Title: Device for salvaging a marine or submarine engine

Description:
CROSS-REFERENCE TO RELATED APPLICATIONS 
     This application is a Paris Convention Application of French Appl. No. 1056656, filed on Aug. 18, 2010, which is incorporated by reference in its entirety. 
     TECHNICAL FIELD 
     The present disclosure relates to a device for salvaging a marine or submarine engine, and a marine or submarine engine equipped with such a device. 
     In particular, said engine can be an autonomous submarine vehicle or AUV (for Autonomous Underwater Vehicle). 
     BACKGROUND 
     Installations for salvaging AUV in water from a ship are already known. These installations typically comprise a traction system for pulling the AUV via a cable connecting the traction system and the AUV. 
     Installation examples of this type are described in published patent applications PCT No. WO 2008012472 and No. WO 2008012473. 
     In this type of installation, the cable is initially onboard the AUV. The first steps of salvaging the AUV consist of releasing the cable and waiting until it deploys in the water. Once the cable is deployed, it can be caught from the ship, for example by means of a harpoon or a grapple, and the free end of the cable (i.e. the end not connected to the AUV) can be hauled back on board the ship. The cable can then be attached to the traction system. 
     Now, these first steps and, in particular, the deployment of the cable in the water, can be a problem. In fact, it happens that the cable does not deploy correctly and especially remains near the AUV. In this case, it can be necessary to bring the ship close to the AUV to pick up the cable, increasing the risk of collision between the ship and the AUV and therefore the risk of damaging the AUV. It also eventuates that the cable can wind around some parts (ailerons, screw propeller, etc.) of the AUV, again increasing the chance of damaging the AUV. 
     There is therefore a need for a sure and simple solution for correctly deploying the cable connected to the AUV. 
     SUMMARY 
     The present disclosure relates to a device for salvaging a marine or submarine engine, this device comprising a supple tie line having a first end intended to be connected to said engine; a bobbin to which is connected a second end of the supple tie line, the supple tie line being adapted to be wound about the bobbin; and a ballast charge adapted to be combined with the bobbin. In this device, the bobbin and the ballast charge are such that the bobbin combined with said charge sinks, while the bobbin released from said charge floats, and the supple tie line and the bobbin cooperate such that the bobbin is released from said charge by the unwinding of the supple tie line wound about the bobbin. 
     The methods of use and the advantages of such a device are the following. 
     The bobbin, enclosed by the supple tie line and weighted by the ballast charge, is previously onboard the marine or submarine engine. The type of engine concerned is not limited and can be a floating engine or an engine in controlled immersion, and especially an AUV, a torpedo, a surface drone or another engine of similar architecture.

PROVIDED DATA:
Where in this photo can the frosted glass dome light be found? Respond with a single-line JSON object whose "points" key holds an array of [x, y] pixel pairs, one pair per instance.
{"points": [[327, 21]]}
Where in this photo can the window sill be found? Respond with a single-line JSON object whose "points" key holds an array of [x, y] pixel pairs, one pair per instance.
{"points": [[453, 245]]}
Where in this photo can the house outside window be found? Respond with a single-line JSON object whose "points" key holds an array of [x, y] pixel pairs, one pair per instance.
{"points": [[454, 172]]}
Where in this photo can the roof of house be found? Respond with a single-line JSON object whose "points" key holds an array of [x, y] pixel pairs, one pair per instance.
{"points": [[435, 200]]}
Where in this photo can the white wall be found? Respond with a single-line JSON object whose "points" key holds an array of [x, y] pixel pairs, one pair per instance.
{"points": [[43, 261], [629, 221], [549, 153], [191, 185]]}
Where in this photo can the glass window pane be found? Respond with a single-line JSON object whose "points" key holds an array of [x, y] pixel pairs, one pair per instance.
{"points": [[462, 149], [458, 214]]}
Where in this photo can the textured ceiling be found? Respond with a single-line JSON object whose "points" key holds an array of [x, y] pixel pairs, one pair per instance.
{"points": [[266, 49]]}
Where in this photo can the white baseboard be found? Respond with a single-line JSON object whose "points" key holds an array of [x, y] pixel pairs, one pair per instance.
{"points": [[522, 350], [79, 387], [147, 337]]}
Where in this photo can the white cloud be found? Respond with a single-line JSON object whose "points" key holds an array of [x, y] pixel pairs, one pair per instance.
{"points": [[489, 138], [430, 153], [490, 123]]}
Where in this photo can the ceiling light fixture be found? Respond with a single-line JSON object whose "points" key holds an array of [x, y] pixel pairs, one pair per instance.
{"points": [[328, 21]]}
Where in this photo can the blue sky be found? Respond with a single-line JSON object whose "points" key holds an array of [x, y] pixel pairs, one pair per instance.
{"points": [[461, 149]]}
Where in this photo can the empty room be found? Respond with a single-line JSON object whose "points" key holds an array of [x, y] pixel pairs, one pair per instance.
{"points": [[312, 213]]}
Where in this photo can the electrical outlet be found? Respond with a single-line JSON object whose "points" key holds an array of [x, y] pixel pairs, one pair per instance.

EXERCISE AIM: Copy the salvage device text starting at "Now, these first" and ending at "to the AUV.", replacing "cable" with "rope" throughout.

TASK SOLUTION:
Now, these first steps and, in particular, the deployment of the rope in the water, can be a problem. In fact, it happens that the rope does not deploy correctly and especially remains near the AUV. In this case, it can be necessary to bring the ship close to the AUV to pick up the rope, increasing the risk of collision between the ship and the AUV and therefore the risk of damaging the AUV. It also eventuates that the rope can wind around some parts (ailerons, screw propeller, etc.) of the AUV, again increasing the chance of damaging the AUV. 
     There is therefore a need for a sure and simple solution for correctly deploying the rope connected to the AUV.